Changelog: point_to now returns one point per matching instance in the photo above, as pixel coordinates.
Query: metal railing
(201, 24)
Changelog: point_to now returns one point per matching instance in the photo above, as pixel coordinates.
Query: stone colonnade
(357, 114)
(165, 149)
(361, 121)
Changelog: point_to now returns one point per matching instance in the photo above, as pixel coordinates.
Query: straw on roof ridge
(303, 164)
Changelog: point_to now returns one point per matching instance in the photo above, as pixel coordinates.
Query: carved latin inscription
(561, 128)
---
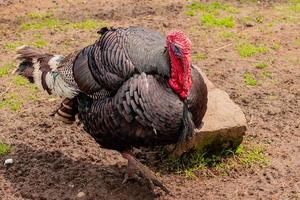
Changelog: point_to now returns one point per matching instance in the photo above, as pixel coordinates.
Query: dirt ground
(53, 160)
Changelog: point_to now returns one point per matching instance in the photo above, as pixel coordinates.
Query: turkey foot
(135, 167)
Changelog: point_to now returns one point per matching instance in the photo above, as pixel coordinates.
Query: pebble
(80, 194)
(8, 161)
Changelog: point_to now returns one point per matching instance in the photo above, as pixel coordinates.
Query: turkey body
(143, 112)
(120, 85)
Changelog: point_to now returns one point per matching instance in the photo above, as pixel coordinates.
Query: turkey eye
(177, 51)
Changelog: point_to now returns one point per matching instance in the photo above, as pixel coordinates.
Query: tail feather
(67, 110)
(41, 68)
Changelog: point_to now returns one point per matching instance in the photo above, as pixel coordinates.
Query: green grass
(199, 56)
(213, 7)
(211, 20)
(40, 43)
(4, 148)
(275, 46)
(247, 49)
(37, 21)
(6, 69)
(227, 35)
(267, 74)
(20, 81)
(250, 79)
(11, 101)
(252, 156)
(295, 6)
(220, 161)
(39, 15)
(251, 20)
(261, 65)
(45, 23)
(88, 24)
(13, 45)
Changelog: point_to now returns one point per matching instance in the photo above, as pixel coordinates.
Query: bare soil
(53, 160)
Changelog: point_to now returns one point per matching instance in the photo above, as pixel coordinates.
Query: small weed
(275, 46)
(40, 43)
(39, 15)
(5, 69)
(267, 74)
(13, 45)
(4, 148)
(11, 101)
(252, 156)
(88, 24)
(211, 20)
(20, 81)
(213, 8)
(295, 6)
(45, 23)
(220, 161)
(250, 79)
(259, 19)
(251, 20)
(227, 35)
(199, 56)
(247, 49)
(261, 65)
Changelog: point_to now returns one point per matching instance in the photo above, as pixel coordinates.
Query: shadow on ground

What is expected: Please state how many lines in the entries above contain the word "turkey". Reply with the number alone.

Task response: 3